DATA LISTING
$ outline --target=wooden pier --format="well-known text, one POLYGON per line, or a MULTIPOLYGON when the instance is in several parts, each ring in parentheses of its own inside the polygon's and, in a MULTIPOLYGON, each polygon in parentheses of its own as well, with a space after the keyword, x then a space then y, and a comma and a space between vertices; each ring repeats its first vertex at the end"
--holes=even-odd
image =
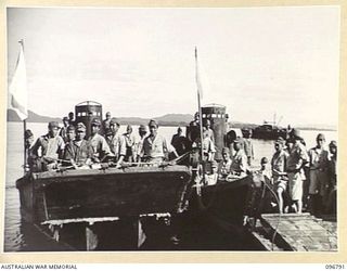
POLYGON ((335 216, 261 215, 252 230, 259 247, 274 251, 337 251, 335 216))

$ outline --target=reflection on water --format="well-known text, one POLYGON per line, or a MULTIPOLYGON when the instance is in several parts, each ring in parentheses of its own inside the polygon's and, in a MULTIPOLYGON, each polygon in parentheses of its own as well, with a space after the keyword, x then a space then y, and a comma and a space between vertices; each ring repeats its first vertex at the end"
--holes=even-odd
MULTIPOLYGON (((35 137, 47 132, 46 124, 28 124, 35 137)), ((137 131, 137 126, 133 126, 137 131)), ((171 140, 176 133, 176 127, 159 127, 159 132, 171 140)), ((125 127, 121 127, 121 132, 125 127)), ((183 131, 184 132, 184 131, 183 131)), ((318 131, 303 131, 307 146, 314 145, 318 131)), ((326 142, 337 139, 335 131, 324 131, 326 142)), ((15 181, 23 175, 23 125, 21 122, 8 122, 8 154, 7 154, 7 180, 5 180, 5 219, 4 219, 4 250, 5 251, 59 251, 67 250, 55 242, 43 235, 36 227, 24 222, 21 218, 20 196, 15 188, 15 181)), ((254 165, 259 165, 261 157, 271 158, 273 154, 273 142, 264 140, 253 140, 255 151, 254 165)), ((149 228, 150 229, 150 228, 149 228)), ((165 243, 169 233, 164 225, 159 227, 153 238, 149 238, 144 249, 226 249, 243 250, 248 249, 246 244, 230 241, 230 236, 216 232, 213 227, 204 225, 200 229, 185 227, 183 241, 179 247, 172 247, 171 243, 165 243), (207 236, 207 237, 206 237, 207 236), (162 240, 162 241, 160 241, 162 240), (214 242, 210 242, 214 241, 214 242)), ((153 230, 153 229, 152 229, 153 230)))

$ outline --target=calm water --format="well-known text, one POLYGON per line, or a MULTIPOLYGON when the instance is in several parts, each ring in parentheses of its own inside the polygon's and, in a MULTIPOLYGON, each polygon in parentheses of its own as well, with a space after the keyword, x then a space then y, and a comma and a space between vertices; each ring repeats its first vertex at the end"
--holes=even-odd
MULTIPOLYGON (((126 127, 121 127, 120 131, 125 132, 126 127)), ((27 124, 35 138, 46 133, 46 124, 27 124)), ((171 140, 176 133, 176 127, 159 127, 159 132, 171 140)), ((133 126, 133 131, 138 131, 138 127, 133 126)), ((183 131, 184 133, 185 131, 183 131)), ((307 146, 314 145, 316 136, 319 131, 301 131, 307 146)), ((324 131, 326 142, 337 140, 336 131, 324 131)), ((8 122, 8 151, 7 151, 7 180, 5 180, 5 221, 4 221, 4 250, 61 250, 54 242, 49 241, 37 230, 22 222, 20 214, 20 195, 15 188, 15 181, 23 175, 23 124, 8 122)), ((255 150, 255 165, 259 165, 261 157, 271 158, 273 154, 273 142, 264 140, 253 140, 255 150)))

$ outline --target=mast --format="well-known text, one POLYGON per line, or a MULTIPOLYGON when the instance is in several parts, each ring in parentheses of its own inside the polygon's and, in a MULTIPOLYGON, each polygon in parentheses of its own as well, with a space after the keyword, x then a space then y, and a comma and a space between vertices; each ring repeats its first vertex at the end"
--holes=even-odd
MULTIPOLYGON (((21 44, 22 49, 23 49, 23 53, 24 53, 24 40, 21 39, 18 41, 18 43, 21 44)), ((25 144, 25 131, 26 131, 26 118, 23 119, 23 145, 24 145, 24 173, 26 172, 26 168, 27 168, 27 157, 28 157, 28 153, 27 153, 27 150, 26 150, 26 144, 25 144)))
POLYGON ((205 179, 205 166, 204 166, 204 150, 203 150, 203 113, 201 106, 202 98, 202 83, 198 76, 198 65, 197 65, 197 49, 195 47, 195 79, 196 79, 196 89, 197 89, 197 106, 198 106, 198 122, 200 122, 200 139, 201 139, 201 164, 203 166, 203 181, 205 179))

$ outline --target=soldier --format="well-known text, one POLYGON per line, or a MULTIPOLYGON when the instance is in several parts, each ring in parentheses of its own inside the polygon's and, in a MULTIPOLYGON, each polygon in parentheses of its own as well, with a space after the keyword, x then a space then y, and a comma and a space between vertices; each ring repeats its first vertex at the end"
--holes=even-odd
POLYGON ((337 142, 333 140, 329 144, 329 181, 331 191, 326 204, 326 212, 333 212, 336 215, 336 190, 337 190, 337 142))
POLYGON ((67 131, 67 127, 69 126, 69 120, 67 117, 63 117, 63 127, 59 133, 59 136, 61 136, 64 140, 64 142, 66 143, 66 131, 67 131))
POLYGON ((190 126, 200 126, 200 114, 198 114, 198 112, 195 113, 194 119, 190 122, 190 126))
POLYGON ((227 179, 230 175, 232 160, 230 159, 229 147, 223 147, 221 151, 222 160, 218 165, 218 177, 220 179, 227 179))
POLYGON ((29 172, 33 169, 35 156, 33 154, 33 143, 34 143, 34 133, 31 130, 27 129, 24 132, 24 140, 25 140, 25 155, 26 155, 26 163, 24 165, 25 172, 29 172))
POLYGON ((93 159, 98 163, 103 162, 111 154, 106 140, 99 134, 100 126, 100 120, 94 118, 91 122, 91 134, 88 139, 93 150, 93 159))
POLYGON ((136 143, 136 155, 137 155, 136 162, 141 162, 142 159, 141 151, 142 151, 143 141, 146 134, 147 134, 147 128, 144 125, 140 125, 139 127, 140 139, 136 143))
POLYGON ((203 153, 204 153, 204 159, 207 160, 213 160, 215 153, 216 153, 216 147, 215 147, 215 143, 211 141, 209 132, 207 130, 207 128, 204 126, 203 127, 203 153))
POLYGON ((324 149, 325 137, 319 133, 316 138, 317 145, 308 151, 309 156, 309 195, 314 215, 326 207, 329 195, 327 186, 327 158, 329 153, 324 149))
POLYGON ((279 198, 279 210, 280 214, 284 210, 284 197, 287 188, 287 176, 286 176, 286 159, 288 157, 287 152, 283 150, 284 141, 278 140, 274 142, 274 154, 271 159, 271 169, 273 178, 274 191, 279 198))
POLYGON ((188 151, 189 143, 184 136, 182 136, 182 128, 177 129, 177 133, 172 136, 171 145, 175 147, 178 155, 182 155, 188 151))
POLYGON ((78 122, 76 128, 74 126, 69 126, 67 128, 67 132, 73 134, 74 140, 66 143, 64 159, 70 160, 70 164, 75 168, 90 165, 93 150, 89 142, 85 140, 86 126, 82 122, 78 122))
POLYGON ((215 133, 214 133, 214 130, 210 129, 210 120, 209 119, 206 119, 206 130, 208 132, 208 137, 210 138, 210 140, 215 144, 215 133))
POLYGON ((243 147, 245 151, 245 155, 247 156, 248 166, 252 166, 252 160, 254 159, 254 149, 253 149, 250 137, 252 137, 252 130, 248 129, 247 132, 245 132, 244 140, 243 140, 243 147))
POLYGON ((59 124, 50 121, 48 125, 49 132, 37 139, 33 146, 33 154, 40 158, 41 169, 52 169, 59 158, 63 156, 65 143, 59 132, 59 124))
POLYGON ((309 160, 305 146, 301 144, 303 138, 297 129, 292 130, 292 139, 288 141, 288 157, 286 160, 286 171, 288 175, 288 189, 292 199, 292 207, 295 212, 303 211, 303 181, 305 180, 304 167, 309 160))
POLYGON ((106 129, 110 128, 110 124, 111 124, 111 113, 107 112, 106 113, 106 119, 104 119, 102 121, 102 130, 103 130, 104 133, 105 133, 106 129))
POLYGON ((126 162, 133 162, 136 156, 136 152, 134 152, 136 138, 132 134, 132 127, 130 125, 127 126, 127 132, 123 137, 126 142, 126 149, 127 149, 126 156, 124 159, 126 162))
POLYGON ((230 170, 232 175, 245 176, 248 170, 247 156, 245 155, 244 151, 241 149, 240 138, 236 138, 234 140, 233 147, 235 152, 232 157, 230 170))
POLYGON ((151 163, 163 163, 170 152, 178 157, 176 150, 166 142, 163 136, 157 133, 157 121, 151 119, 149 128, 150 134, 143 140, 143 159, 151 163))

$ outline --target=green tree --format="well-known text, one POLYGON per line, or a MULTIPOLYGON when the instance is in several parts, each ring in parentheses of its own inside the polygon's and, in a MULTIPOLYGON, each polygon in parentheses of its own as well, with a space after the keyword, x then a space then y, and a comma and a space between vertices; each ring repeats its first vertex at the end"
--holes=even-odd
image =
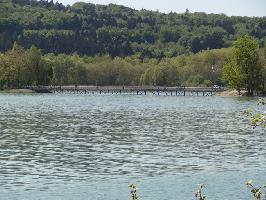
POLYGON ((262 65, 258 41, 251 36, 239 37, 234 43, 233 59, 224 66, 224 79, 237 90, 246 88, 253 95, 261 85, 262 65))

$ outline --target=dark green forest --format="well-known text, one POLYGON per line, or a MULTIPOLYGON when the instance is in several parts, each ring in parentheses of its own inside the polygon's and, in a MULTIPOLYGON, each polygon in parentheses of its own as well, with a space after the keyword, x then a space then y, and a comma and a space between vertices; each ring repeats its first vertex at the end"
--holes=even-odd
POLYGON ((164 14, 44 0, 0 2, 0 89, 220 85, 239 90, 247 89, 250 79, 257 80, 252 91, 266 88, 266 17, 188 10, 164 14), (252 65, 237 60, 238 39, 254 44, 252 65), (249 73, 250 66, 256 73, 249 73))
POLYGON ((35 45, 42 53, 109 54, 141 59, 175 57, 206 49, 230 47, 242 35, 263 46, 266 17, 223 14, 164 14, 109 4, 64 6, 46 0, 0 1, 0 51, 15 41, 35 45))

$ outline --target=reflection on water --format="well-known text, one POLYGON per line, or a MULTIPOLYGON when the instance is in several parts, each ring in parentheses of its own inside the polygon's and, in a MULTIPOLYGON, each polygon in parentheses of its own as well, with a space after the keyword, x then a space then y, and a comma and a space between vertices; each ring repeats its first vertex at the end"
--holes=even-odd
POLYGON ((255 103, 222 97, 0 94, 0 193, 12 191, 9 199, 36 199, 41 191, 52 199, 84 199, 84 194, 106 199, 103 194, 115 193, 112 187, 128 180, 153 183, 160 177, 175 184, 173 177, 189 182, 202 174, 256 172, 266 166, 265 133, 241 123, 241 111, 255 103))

WHAT NEEDS TO BE DONE
Rewrite the data from its beginning through the line containing "POLYGON ((335 216, 261", replacing "wooden pier" with "timber pier" and leaving everything else unchanged. Omit the pictures from your answer.

CORRECT RESPONSE
$ outline --target=timber pier --format="well-known text, one POLYGON per line, or a MULTIPOLYGON when the instance is in several parts, each ring in parentheses of its own inside the polygon's and, in a MULTIPOLYGON, each polygon in parentheses of its own as well, with a space after the keyword, x then a space then y, and a comma and a space between vertices; each ring repeats its first vertex at the end"
--holes=even-odd
image =
POLYGON ((335 216, 261 215, 252 230, 259 247, 274 251, 337 251, 335 216))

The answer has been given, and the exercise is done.